STATED PROBLEM: Copy every line of the records below, requests included, and move each answer point by adding 132 to both of its coordinates. Keep the sample coordinates inside the requests unchanged.

--- start of EXTRACTED RECORDS ---

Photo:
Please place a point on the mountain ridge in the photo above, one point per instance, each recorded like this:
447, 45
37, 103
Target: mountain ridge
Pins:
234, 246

--- end of EXTRACTED RECORDS ---

SOLVED EXERCISE:
Photo:
Please place a point on the mountain ridge in the photo above, one point per instance, each recorded like this:
447, 45
37, 103
Target: mountain ridge
Pins:
366, 378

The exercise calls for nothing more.